┌──

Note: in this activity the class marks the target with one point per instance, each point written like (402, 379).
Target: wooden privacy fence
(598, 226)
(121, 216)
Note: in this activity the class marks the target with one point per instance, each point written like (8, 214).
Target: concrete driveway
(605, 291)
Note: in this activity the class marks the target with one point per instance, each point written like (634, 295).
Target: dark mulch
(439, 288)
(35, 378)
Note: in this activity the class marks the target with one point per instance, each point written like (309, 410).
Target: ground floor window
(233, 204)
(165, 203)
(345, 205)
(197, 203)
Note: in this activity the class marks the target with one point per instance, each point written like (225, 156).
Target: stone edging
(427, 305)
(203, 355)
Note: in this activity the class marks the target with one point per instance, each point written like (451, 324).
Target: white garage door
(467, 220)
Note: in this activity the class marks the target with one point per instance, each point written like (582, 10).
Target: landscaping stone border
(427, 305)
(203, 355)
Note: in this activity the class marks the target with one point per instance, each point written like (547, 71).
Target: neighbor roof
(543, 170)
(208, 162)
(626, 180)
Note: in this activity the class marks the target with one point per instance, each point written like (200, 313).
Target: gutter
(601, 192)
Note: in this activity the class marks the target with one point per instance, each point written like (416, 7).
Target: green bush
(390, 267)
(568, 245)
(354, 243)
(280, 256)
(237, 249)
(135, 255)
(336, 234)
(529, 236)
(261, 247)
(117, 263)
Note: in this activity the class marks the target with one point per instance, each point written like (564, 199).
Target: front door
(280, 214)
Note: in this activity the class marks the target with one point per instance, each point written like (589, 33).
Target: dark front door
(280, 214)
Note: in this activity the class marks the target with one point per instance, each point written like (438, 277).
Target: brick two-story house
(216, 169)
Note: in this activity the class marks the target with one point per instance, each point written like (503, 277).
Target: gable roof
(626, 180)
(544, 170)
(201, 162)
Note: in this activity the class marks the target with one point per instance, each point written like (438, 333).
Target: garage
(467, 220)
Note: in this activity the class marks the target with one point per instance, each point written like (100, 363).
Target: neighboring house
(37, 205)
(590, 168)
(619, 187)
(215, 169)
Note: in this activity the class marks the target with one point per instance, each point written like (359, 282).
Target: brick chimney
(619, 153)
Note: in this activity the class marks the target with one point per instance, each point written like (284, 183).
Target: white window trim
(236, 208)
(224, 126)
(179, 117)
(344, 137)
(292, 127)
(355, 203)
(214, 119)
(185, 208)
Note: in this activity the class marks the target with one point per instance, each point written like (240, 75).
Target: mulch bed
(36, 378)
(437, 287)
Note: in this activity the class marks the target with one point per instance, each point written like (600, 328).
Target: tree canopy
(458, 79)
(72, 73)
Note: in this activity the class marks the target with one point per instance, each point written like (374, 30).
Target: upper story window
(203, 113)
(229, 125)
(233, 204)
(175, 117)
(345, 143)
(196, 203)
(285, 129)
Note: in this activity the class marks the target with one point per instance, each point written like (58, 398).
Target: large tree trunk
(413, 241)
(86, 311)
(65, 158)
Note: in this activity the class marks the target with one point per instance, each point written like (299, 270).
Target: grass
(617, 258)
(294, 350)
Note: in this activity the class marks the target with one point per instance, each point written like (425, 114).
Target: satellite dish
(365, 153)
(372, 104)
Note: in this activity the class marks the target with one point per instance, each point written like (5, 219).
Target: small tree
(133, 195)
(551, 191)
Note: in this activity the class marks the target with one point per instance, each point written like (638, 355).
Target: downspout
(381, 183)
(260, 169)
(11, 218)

└──

● AIM: All of the data needs to be printed once more, exactly.

● RESULT FOR THIS TASK:
Note: in this activity the class marks the target with one point per instance, each point written like (402, 379).
Target: wooden privacy fence
(598, 226)
(121, 216)
Note: in this activity the class marks the target with one point per instance, each point written like (8, 214).
Target: concrete driveway
(605, 291)
Note: in this activity the class marks the target with one point per instance, each point written like (634, 295).
Target: dark mulch
(439, 288)
(35, 378)
Note: in this activity the class marks the target with one point per instance, each point written like (309, 410).
Target: ground floor window
(233, 204)
(165, 203)
(345, 205)
(197, 203)
Note: in this activity the class marks the target with one point per instance, each point written like (225, 156).
Target: stone edging
(427, 305)
(203, 355)
Note: in this activity the class marks the target with one point per instance, each point written like (451, 324).
Target: white garage door
(467, 220)
Note: in this activity the class marks the target with one point per instance, each point written like (582, 10).
Target: landscaping stone border
(427, 305)
(203, 355)
Note: in this activity the class marks the target with one point per instance, each point written like (547, 71).
Target: neighbor roof
(543, 170)
(208, 162)
(626, 180)
Note: in this activity the class marks the target with one point per instance, each point written like (200, 313).
Target: gutter
(601, 192)
Note: in this activity the class marks the target with one point per instance, each point written like (416, 7).
Target: green bush
(390, 267)
(568, 245)
(354, 243)
(280, 256)
(237, 249)
(135, 255)
(336, 234)
(529, 236)
(261, 247)
(117, 263)
Note: in this activity the class marks the target with one point per instance, each point written like (564, 199).
Target: front door
(280, 214)
Note: in this activity the class marks the target with one point per instance, each point written like (589, 33).
Target: dark front door
(280, 214)
Note: in this activity the class marks the target with one point per instance, each point written like (438, 277).
Target: brick two-story house
(216, 169)
Note: in this activity the class marks the target with one point per instance, each point written like (503, 277).
Target: gable roof
(626, 180)
(544, 170)
(201, 162)
Note: in this activity the class marks the target with one point per instance, each point written like (438, 333).
Target: garage
(467, 220)
Note: in this activity the class marks the target with one point per instance, each point written like (100, 363).
Target: neighboring house
(37, 205)
(590, 168)
(619, 187)
(215, 169)
Note: in this activity the class marks the target with one point per instance, each point written like (359, 282).
Target: brick chimney
(619, 153)
Note: in this activity the class marks the target with one point per instance, each point written like (284, 183).
Target: white window trim
(236, 208)
(224, 126)
(179, 117)
(344, 137)
(292, 127)
(355, 203)
(214, 119)
(185, 208)
Note: in this activity the class marks the target with one point per instance, each point written like (240, 75).
Target: mulch bed
(36, 378)
(437, 287)
Note: in this activity the class marks the target with one point per instance, each point written like (600, 328).
Target: tree canopy
(458, 79)
(72, 73)
Note: in this activity the class marks the target with one point per instance, each point written like (374, 30).
Target: upper story window
(203, 113)
(229, 125)
(233, 204)
(175, 117)
(345, 143)
(196, 203)
(285, 129)
Note: in this activity the class marks the target with one point per instance, each point written like (58, 398).
Target: large tree trunk
(413, 241)
(86, 311)
(65, 158)
Note: in this activity the class marks the target with one point per instance, each point written like (299, 270).
Target: grass
(617, 258)
(294, 350)
Note: in this activity the class marks the target with one point per instance, each point written like (425, 114).
Target: satellite dish
(365, 153)
(372, 104)
Note: in this activity the class marks the target with one point per instance, each point written like (5, 219).
Target: small tree
(133, 195)
(551, 191)
Note: in this activity the class marks the target with one point per instance, each point written like (638, 355).
Target: downspout
(381, 183)
(260, 169)
(11, 218)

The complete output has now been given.